▶ _Job_
Lay out the lines, starting with the line containing "of the castle;" and going on through the line containing "285), (237, 242)]", as a two-column CSV with the header note,points. Each row should pair one line with the line that follows it, each in its own double-quoted field, with any line breaks replaced by spaces.

# start of Records to use

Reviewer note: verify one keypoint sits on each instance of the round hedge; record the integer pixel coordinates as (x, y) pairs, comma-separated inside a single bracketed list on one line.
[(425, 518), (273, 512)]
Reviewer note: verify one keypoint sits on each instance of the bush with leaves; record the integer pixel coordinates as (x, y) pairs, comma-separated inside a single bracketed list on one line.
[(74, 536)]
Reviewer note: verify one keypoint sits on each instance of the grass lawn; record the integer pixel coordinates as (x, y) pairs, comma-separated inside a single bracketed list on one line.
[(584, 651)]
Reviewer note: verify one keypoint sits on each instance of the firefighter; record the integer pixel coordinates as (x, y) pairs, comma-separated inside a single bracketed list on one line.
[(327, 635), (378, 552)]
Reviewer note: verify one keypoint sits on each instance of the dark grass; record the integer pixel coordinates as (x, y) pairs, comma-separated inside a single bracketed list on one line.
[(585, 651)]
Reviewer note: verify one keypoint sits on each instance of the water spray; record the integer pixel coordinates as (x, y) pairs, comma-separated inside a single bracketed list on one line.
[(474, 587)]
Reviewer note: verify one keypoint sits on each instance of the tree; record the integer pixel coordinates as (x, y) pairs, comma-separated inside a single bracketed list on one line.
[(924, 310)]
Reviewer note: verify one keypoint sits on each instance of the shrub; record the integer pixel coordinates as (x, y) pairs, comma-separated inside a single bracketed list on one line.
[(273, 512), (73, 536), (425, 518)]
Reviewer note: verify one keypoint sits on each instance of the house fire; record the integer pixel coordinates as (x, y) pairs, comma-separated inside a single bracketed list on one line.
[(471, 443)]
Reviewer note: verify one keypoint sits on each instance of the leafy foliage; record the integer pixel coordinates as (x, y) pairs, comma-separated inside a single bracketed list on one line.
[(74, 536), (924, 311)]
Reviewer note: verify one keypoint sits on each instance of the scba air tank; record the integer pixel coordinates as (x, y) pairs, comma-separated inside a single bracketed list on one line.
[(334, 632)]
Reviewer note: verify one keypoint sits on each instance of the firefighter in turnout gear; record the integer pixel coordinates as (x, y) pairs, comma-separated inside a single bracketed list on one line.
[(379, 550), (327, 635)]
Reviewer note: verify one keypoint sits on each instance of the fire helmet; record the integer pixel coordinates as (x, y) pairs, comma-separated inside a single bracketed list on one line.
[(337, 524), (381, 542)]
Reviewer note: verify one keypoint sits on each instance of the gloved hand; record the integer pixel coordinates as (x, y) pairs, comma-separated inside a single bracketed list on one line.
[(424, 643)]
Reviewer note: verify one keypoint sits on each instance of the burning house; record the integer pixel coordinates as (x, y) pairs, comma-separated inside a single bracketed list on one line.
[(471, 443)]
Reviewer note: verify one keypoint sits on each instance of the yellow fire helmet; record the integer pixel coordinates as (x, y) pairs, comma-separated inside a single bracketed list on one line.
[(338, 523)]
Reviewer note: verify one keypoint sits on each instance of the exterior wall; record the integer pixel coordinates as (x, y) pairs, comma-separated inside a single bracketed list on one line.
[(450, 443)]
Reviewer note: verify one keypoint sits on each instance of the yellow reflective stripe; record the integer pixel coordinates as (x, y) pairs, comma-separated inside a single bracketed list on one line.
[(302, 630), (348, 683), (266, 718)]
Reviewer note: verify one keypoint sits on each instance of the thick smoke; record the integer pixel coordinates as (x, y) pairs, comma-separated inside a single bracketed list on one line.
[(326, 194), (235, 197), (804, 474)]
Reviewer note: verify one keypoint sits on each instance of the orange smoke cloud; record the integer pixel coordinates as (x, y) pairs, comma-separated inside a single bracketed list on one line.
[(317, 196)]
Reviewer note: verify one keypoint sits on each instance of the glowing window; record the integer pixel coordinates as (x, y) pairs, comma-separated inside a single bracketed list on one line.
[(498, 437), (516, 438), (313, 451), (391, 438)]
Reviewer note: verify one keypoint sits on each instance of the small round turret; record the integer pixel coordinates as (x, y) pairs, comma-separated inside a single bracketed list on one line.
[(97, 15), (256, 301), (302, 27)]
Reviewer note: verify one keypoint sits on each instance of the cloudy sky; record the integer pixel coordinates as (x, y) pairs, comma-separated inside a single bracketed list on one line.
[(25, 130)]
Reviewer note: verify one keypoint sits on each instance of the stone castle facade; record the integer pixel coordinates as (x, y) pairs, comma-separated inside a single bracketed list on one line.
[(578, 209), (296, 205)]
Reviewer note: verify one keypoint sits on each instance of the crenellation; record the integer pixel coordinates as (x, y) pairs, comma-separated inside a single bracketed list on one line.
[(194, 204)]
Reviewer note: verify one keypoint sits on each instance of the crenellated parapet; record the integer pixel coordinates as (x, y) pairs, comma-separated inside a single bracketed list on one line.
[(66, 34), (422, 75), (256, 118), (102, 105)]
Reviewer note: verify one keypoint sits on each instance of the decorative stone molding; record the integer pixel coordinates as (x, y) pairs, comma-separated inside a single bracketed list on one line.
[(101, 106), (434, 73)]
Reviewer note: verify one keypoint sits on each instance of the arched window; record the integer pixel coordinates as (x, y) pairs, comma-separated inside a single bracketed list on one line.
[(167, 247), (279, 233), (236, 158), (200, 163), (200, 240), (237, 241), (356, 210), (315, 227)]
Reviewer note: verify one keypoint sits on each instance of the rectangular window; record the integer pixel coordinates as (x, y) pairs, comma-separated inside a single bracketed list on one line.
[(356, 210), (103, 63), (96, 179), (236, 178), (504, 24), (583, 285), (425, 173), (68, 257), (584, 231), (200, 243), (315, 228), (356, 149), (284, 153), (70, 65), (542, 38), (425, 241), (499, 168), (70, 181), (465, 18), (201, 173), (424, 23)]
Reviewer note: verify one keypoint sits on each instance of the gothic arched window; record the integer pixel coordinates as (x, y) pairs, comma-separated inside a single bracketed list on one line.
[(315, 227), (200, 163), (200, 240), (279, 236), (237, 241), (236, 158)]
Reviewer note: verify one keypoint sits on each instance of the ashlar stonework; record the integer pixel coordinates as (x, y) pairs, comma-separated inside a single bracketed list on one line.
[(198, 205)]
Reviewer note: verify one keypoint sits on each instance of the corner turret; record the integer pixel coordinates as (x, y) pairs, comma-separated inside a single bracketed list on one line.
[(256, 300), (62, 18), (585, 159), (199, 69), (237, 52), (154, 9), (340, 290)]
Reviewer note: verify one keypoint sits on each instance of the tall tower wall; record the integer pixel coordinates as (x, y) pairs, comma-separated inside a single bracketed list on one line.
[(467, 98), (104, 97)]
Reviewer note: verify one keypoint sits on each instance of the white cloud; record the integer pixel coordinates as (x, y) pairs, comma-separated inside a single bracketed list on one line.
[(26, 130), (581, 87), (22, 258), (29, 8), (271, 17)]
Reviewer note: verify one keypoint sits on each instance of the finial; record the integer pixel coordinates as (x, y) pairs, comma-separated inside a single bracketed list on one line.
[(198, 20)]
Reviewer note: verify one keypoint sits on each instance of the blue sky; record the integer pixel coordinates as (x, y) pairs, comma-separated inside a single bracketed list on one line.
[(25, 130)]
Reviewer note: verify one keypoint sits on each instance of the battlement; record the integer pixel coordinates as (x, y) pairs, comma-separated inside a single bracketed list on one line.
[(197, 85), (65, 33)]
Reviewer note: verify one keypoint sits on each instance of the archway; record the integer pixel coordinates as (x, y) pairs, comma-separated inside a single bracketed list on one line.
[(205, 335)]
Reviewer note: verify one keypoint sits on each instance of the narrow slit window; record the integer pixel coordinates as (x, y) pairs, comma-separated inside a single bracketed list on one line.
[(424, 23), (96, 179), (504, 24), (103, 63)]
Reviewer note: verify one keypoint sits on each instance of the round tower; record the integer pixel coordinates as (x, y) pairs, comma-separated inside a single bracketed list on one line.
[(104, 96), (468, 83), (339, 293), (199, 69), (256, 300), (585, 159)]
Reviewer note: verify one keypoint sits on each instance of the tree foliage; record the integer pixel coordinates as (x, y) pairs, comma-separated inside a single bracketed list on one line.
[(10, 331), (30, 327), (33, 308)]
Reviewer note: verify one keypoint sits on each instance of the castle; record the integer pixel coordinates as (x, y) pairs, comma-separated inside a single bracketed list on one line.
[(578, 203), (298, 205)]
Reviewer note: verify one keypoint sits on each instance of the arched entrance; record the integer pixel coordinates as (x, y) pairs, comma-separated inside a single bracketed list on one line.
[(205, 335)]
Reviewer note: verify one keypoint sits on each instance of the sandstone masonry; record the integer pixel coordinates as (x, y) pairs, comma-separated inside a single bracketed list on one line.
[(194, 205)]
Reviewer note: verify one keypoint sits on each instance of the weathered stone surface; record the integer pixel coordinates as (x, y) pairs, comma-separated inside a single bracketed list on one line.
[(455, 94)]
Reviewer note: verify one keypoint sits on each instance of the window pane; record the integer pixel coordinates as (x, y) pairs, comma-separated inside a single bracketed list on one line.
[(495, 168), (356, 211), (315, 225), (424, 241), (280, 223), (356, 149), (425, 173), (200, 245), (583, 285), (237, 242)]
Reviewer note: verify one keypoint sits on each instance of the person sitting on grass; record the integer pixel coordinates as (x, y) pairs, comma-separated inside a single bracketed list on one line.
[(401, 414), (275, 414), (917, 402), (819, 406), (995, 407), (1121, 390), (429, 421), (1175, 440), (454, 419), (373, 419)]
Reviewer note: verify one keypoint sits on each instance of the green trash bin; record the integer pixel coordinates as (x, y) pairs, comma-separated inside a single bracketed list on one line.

# end of Records to use

▶ _Result for this task_
note,points
"Reviewer note: verify one keypoint sits on each instance of the castle; record the integer pixel coordinates as (x, y) pairs, comma-separated inside a single bracketed list on one line.","[(578, 203), (298, 205)]"
"Reviewer note: verify one keypoint sits on each instance of the arched entrance; record the integer pixel coordinates as (x, y) pairs, comma-separated inside a single bracketed list on one line.","[(205, 335)]"
"Reviewer note: verify one keypoint sits on each instance of the sandstone masonry; record the integer pixel coordinates as (x, y) pairs, comma-separated inside a single bracketed list on one line.","[(194, 205)]"
"Reviewer note: verify one keypoint sits on each instance of the weathered stone surface; record the integer pixel coordinates as (x, y) pairs, comma-separated inside a single bracketed list on one line.","[(455, 94)]"
"Reviewer note: verify one keypoint sits on each instance of the window pane; record the integer pixel coordinates as (x, y) pairs, comma-separated inside a single bracketed list on one line.","[(495, 168), (356, 211), (315, 225), (424, 241), (280, 223), (356, 149), (425, 173), (200, 245), (583, 285), (237, 242)]"